__EXTRAIT FOURNI__:
'''
L’art comme pont d’échange citoyen.

Au delà des théories qui définissent l’idée de l’art pour l’art, il est intéressant d’analyser que dans quelques contextes la valeur de l’art n’est pas seulement celle de l’esthétique. De cette façon, elle devient aussi un outil pour le dialogue entre les différents acteurs d’une société. Tout au long de cette analyse, nous nous plongerons dans cette sphère de l’art qui réunit ce qui relève de l’esthétique, du social et de la politique. Pour cette raison, après plusieurs échanges, nous avons décidée d’analyser le projet L’Assemblée des Lucioles de la Compagnie Théâtre du Grabuge : «un spectacle théâtral qui à travers la mise en scène des chants polyglottes, poèmes-témoignages, slam et danse, fait dialoguer une pluralité de langues et de disciplines autour de thèmes universels : la migration, l’engagement citoyen et les identités plurielles. Sur scène, dix artistes professionnels et un chœur de cent personnes venant de tous horizons racontent leurs chemins de vie, d’exil, d’amour. Ensemble, ils donnent vie le temps d’un spectacle à une communauté où les forces et les fragilités de chacun créent la richesse du devenir collectif* »
'''
__CONSIGNE__:
Reproduisez l’extrait sur l’art comme pont d’échange citoyen en entier, sans y changer un mot.

__DONNÉES FOURNIES__:
'''
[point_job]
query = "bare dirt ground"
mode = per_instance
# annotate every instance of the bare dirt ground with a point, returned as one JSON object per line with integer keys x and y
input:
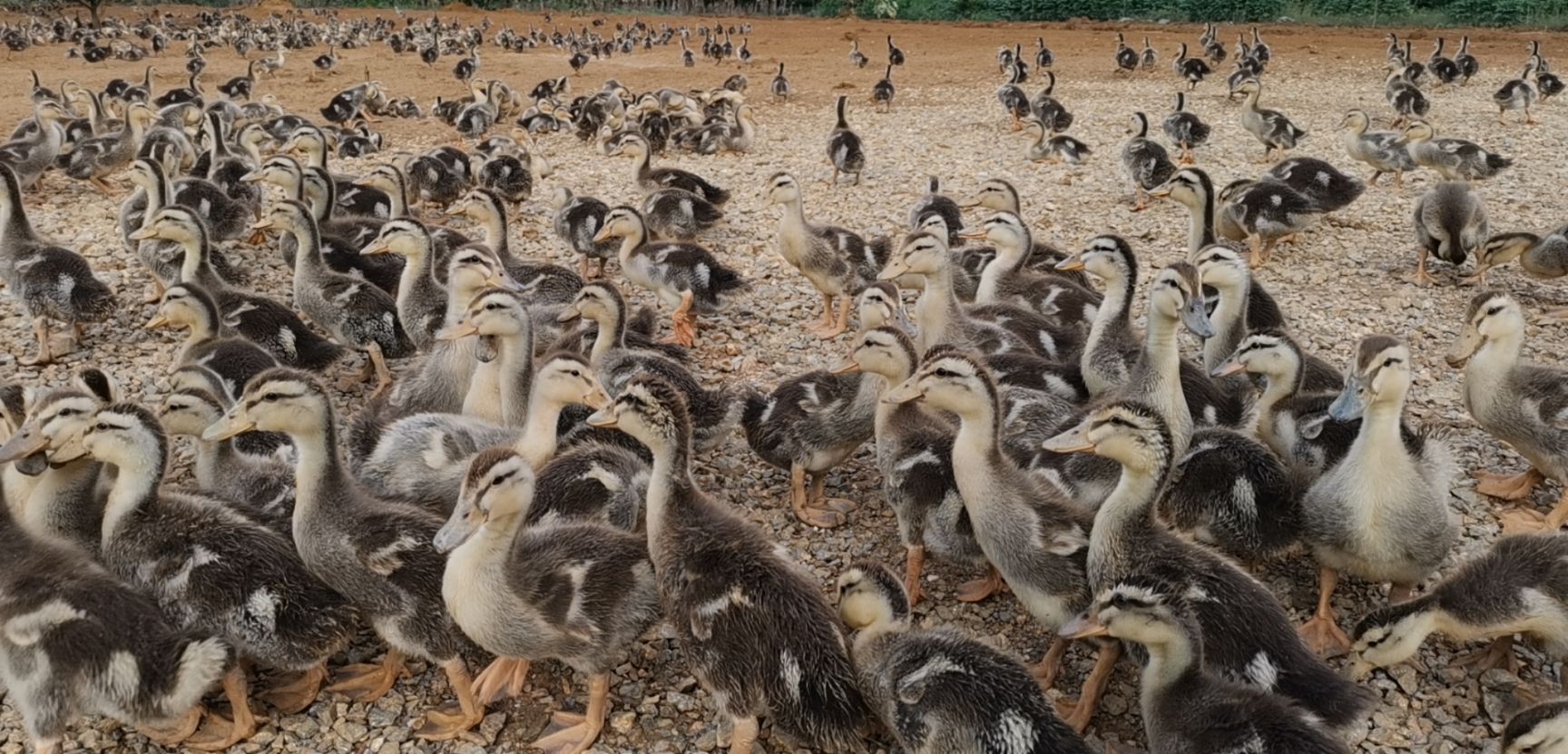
{"x": 1341, "y": 281}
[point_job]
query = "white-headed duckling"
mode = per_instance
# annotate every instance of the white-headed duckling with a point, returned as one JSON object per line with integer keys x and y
{"x": 1126, "y": 538}
{"x": 212, "y": 570}
{"x": 80, "y": 641}
{"x": 1542, "y": 256}
{"x": 1512, "y": 588}
{"x": 1449, "y": 157}
{"x": 684, "y": 276}
{"x": 504, "y": 587}
{"x": 51, "y": 281}
{"x": 1040, "y": 560}
{"x": 1539, "y": 730}
{"x": 1143, "y": 162}
{"x": 915, "y": 450}
{"x": 1518, "y": 402}
{"x": 977, "y": 700}
{"x": 1382, "y": 151}
{"x": 1382, "y": 512}
{"x": 377, "y": 553}
{"x": 1449, "y": 223}
{"x": 1186, "y": 129}
{"x": 720, "y": 579}
{"x": 836, "y": 260}
{"x": 1187, "y": 708}
{"x": 1269, "y": 126}
{"x": 844, "y": 146}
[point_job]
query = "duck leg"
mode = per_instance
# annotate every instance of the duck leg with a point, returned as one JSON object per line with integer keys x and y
{"x": 220, "y": 734}
{"x": 368, "y": 682}
{"x": 1322, "y": 632}
{"x": 292, "y": 696}
{"x": 980, "y": 588}
{"x": 502, "y": 679}
{"x": 800, "y": 502}
{"x": 582, "y": 734}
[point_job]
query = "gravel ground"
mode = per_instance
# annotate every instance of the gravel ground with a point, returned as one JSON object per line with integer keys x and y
{"x": 1344, "y": 279}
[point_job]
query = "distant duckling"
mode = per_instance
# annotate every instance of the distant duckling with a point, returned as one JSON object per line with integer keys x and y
{"x": 941, "y": 690}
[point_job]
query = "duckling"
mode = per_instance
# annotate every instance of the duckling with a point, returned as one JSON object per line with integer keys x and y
{"x": 1272, "y": 127}
{"x": 499, "y": 588}
{"x": 212, "y": 570}
{"x": 1186, "y": 129}
{"x": 941, "y": 710}
{"x": 1043, "y": 560}
{"x": 915, "y": 454}
{"x": 1264, "y": 213}
{"x": 1542, "y": 256}
{"x": 684, "y": 276}
{"x": 651, "y": 179}
{"x": 1320, "y": 182}
{"x": 883, "y": 92}
{"x": 49, "y": 281}
{"x": 234, "y": 359}
{"x": 1382, "y": 151}
{"x": 1515, "y": 402}
{"x": 577, "y": 221}
{"x": 260, "y": 485}
{"x": 1189, "y": 708}
{"x": 355, "y": 312}
{"x": 1451, "y": 221}
{"x": 377, "y": 553}
{"x": 75, "y": 632}
{"x": 1382, "y": 512}
{"x": 720, "y": 575}
{"x": 1452, "y": 159}
{"x": 1143, "y": 162}
{"x": 1504, "y": 592}
{"x": 844, "y": 146}
{"x": 838, "y": 262}
{"x": 1537, "y": 730}
{"x": 1126, "y": 540}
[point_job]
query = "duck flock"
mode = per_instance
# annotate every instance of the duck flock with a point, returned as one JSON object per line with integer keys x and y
{"x": 518, "y": 482}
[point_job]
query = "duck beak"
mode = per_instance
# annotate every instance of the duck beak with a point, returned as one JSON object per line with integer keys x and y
{"x": 234, "y": 422}
{"x": 1072, "y": 441}
{"x": 1083, "y": 627}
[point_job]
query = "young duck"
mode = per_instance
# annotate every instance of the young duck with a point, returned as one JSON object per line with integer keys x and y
{"x": 377, "y": 553}
{"x": 212, "y": 570}
{"x": 1382, "y": 151}
{"x": 1512, "y": 588}
{"x": 1186, "y": 129}
{"x": 49, "y": 281}
{"x": 954, "y": 710}
{"x": 1449, "y": 223}
{"x": 502, "y": 590}
{"x": 1040, "y": 560}
{"x": 811, "y": 424}
{"x": 844, "y": 146}
{"x": 684, "y": 276}
{"x": 234, "y": 359}
{"x": 1143, "y": 162}
{"x": 838, "y": 262}
{"x": 1187, "y": 708}
{"x": 1128, "y": 540}
{"x": 1382, "y": 512}
{"x": 720, "y": 577}
{"x": 915, "y": 450}
{"x": 1269, "y": 126}
{"x": 1518, "y": 402}
{"x": 355, "y": 312}
{"x": 75, "y": 633}
{"x": 1452, "y": 159}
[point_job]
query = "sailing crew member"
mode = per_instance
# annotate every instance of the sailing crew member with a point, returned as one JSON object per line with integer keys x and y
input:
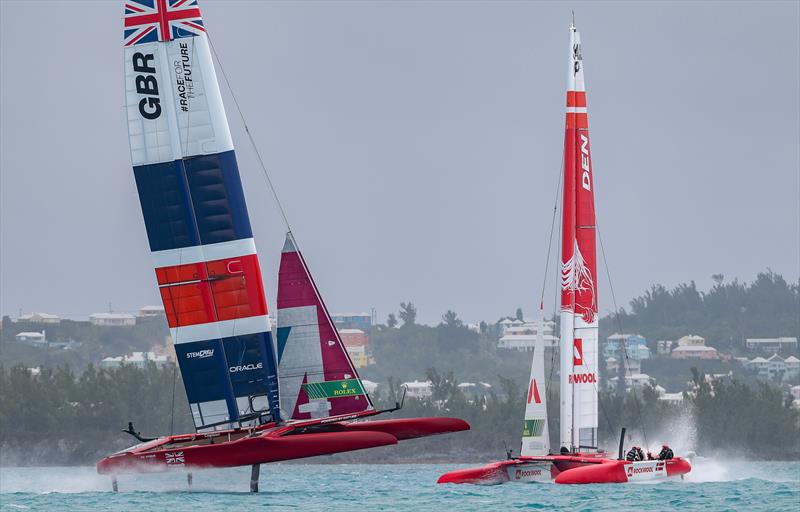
{"x": 665, "y": 453}
{"x": 635, "y": 454}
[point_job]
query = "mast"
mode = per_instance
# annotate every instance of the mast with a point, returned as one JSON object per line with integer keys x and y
{"x": 196, "y": 217}
{"x": 579, "y": 351}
'''
__RÉPONSE__:
L’art comme pont d’échange citoyen.

Au delà des théories qui définissent l’idée de l’art pour l’art, il est intéressant d’analyser que dans quelques contextes la valeur de l’art n’est pas seulement celle de l’esthétique. De cette façon, elle devient aussi un outil pour le dialogue entre les différents acteurs d’une société. Tout au long de cette analyse, nous nous plongerons dans cette sphère de l’art qui réunit ce qui relève de l’esthétique, du social et de la politique. Pour cette raison, après plusieurs échanges, nous avons décidée d’analyser le projet L’Assemblée des Lucioles de la Compagnie Théâtre du Grabuge : «un spectacle théâtral qui à travers la mise en scène des chants polyglottes, poèmes-témoignages, slam et danse, fait dialoguer une pluralité de langues et de disciplines autour de thèmes universels : la migration, l’engagement citoyen et les identités plurielles. Sur scène, dix artistes professionnels et un chœur de cent personnes venant de tous horizons racontent leurs chemins de vie, d’exil, d’amour. Ensemble, ils donnent vie le temps d’un spectacle à une communauté où les forces et les fragilités de chacun créent la richesse du devenir collectif* »